EXTRACTED TEXT:

- - - -

The annual CAHSS Faculty + Community event features brief “lightning talks” by four CAHSS faculty members whose recent work and research has positively impacted the public good at DU and within the broader community. This year’s event will be held Thursday, March 9, at 6 p.m. in Sturm Hall, Room 286. The discussion will also be livestreamed on Zoom.

This year’s panelists and their topics include:

Jared Del Rosso, associate professor, Sociology & Criminology, “Teaching Toward Hope: What We Can Learn from the Study of Denial."

Jared Del Rosso

Del Rosso will speak about personal and collective denial, based on his book “Denial, How We Hide, Ignore, and Explain Away Problems,” a culmination of his research and the subject of his undergraduate course, “Sociology of Denial.” The tendency to protect ourselves from embarrassment by tuning out hard personal truths leads to the perpetuation of misinformation and patterns of violence and inequality. Manifestations of such denial include the downplaying of photographic and video evidence in the murder of George Floyd, attempts to undermine the validity of the January 6 hearings by calling them partisan and ongoing denial of climate change. But although denial remains pervasive and systemic, through heightened awareness we can choose to disrupt it.

Rafael Fajardo, associate professor, Emergent Digital Practices, "Artful Games // Gameful Art."

Rafael Fajardo

During his sabbatical, Fajardo was invited to spend a month at the Anderson Ranch Arts Center to work on his next artist’s game and to serve as their inaugural Latinx Visiting Artist. In addition to dedicated time for his practice he consulted on evergreen curriculum about his past work for the Roaring Fork Valley school district. He will share some reflections and outcomes from his time there. Fajardo’s ongoing efforts to help transform the video game world into a socially conscious medium that captures his passion for art and social justice include the struggles of the immigrant experience and issues related to the war on drugs. The San Antonio native has been sharing his multidisciplinary, collaborative approach to creating video games with DU students since 2002. His games, which have been shown alongside paintings and sculptures in museums and galleries worldwide, combine a critical and artistic sensibility that elevates them from the commercial to the artistic.

Carol Helstosky, associate professor, Department of History, "Students as Researchers: Preserving the Life Histories of Colorado Veterans."

- - - -

WHAT TO WORK ON:
(A) List the examples of denial that the event announcement gives in its description of Del Rosso's talk.
(B) Reproduce the event announcement word for word, from "The annual CAHSS" up to and including "livestreamed on Zoom.".
The rows that follow come from a different source than the event announcement.

SUPPLIED RECORDS:

- - - -

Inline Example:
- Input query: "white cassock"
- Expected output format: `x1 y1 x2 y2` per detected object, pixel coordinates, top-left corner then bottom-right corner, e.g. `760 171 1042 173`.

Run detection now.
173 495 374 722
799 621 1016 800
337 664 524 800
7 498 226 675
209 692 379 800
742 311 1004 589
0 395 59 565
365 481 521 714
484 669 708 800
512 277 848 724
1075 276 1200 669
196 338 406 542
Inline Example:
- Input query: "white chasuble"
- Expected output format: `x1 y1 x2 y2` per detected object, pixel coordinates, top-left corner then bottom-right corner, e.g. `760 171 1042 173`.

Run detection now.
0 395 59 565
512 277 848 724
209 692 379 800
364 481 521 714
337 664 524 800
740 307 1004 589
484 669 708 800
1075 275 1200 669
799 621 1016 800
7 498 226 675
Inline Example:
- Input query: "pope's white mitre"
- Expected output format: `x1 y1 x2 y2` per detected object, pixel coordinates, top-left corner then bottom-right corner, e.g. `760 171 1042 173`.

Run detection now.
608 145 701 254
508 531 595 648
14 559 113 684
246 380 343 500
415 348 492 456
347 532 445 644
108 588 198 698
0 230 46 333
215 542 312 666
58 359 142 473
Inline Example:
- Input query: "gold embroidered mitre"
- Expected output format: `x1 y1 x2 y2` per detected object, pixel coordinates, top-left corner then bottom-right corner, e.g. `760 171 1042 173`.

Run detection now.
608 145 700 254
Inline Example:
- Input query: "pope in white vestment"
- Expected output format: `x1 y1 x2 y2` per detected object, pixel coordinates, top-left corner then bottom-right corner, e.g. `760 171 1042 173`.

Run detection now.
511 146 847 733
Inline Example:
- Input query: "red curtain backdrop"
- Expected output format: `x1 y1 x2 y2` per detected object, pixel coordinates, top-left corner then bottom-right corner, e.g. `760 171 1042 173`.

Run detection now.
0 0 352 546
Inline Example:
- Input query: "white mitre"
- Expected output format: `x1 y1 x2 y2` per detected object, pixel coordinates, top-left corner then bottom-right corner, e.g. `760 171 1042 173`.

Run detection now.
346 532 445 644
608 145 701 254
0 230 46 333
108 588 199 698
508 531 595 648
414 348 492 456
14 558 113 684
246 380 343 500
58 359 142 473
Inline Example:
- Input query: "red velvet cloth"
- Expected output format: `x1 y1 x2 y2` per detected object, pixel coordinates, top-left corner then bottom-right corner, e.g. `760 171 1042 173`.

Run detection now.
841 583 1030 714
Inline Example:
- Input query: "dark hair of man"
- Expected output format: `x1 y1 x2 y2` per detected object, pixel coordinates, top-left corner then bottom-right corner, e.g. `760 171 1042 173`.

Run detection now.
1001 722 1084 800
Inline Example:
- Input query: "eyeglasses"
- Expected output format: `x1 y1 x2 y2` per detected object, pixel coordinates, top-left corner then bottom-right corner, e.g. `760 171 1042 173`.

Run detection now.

- - - -

ANSWERS FOR THE TASKS:
(A)
- The downplaying of photographic and video evidence in the murder of George Floyd
- Attempts to undermine the validity of the January 6 hearings by calling them partisan
- Ongoing denial of climate change

(B)
The annual CAHSS Faculty + Community event features brief “lightning talks” by four CAHSS faculty members whose recent work and research has positively impacted the public good at DU and within the broader community. This year’s event will be held Thursday, March 9, at 6 p.m. in Sturm Hall, Room 286. The discussion will also be livestreamed on Zoom.